(TASK OBJECTIVE) Reproduce the listing below with "locator" substituted for every occurrence of "pointer", leaving everything else unchanged.

(INFORMATION SUPPLIED)
+ + +
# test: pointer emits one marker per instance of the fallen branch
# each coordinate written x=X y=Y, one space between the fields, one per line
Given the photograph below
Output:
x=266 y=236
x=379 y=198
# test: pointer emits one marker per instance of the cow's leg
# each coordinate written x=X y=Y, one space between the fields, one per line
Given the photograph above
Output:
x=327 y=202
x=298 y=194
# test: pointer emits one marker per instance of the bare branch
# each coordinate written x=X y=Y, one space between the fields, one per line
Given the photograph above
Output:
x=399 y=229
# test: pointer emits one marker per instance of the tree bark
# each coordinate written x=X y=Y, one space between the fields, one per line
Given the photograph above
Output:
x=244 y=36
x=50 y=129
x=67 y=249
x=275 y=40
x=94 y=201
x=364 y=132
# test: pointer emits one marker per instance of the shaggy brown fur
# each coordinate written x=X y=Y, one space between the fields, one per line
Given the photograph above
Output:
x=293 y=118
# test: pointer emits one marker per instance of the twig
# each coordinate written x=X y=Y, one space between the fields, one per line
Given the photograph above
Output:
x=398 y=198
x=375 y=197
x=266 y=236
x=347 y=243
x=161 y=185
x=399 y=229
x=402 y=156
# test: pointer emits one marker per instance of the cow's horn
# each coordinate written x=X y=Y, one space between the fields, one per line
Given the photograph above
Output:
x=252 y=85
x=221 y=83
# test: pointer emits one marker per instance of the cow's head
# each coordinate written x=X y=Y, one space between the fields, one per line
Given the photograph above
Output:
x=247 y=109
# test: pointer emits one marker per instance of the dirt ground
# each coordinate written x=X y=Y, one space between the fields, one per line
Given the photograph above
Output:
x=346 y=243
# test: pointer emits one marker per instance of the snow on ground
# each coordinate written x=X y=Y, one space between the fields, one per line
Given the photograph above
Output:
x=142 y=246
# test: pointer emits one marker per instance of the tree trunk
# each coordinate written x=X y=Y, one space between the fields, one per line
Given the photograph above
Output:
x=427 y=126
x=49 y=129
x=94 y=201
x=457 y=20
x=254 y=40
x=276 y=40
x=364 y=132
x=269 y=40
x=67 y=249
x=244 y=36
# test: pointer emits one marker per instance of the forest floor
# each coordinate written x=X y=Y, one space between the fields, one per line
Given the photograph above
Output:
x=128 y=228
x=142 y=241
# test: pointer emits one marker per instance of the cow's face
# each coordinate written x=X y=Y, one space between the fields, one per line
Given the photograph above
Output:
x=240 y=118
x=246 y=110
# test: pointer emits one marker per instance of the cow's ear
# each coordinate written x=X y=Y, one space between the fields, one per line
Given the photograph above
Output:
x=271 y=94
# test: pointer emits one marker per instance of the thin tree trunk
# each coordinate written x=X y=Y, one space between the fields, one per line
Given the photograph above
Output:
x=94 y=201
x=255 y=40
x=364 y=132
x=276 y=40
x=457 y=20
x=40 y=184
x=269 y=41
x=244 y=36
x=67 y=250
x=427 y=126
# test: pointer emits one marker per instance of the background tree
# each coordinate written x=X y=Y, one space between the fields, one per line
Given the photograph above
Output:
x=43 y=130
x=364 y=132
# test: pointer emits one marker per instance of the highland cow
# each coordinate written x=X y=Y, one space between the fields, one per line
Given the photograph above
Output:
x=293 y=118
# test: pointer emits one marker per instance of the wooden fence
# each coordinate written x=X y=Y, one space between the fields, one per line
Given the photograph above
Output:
+ + +
(ANSWER TO THIS PROBLEM)
# test: locator emits one marker per instance of the fallen branch
# each coordinate written x=X y=Y, one space between the fields, one per line
Given the photograph below
Output:
x=266 y=236
x=379 y=198
# test: locator emits one marker per instance of the cow's leg
# each coordinate written x=X y=Y, one space between the fields, one per line
Given the photograph above
Output:
x=327 y=202
x=298 y=194
# test: locator emits one marker per instance of the bare branch
# each coordinate written x=X y=Y, one space between the fields, one per line
Given the photograph above
Output:
x=399 y=229
# test: locator emits one marker per instance of the tree bark
# each coordinate written x=X y=Y, one space between the fields, one per line
Given the photograph above
Output:
x=244 y=36
x=50 y=129
x=67 y=249
x=275 y=40
x=94 y=201
x=364 y=132
# test: locator emits one marker per instance of the shaggy brown fur
# each coordinate written x=X y=Y, one space between the fields, one per line
Given the photograph above
Output:
x=293 y=118
# test: locator emits one marker per instance of the twig
# each coordinate written x=X y=Y, one space between the fields, one per line
Given the photograph above
Output:
x=398 y=198
x=375 y=197
x=266 y=236
x=347 y=243
x=161 y=185
x=399 y=229
x=402 y=156
# test: locator emits one marker per instance of the cow's horn
# each coordinate written x=X y=Y, one space between the fields, one per line
Given the photograph above
Output:
x=252 y=85
x=221 y=83
# test: locator emits one marker per instance of the cow's head
# each coordinate written x=X y=Y, one space between the fields, one per line
Given the photograph above
Output:
x=247 y=109
# test: locator emits one marker per instance of the dirt ground
# each coordinate written x=X y=Y, one space between the fields, one per line
Given the photograph above
Output:
x=346 y=243
# test: locator emits one marker per instance of the snow on ground
# each coordinate written x=X y=Y, one space between the fields, one per line
Given the photograph above
Output:
x=142 y=246
# test: locator emits one marker per instance of the tree trunk
# each coordinate written x=X y=Y, one space between the fields, one per line
Given the photograph above
Output:
x=427 y=126
x=49 y=129
x=94 y=201
x=457 y=20
x=254 y=40
x=276 y=40
x=364 y=132
x=269 y=40
x=67 y=249
x=244 y=36
# test: locator emits one marker per instance of the forest floor
# each coordinate written x=X y=Y, one space between the fields, one per line
Given the photograph above
Output:
x=128 y=228
x=142 y=241
# test: locator emits one marker per instance of the cow's face
# each coordinate written x=X y=Y, one space between the fields, one per line
Given the photograph above
Output:
x=240 y=118
x=246 y=110
# test: locator emits one marker per instance of the cow's ear
# each coordinate written x=X y=Y, one space between the fields, one per line
Given the photograph above
Output:
x=271 y=94
# test: locator emits one marker per instance of the thin tree trunk
# each coordinate written x=X y=Y, one space between the fields, one per line
Given the photograph above
Output:
x=94 y=201
x=255 y=40
x=364 y=132
x=276 y=40
x=457 y=20
x=40 y=184
x=269 y=41
x=244 y=36
x=67 y=250
x=427 y=126
# test: locator emits one marker per instance of the background tree
# each coordinate written x=X y=Y, one space between the fields, one per line
Given the photograph above
Output:
x=43 y=130
x=364 y=132
# test: locator emits one marker per instance of the highland cow
# each coordinate written x=X y=Y, one space between the fields, one per line
Given the photograph above
Output:
x=293 y=118
# test: locator emits one marker per instance of the wooden fence
# each coordinate written x=X y=Y, one space between the fields, one per line
Given the photograph above
Output:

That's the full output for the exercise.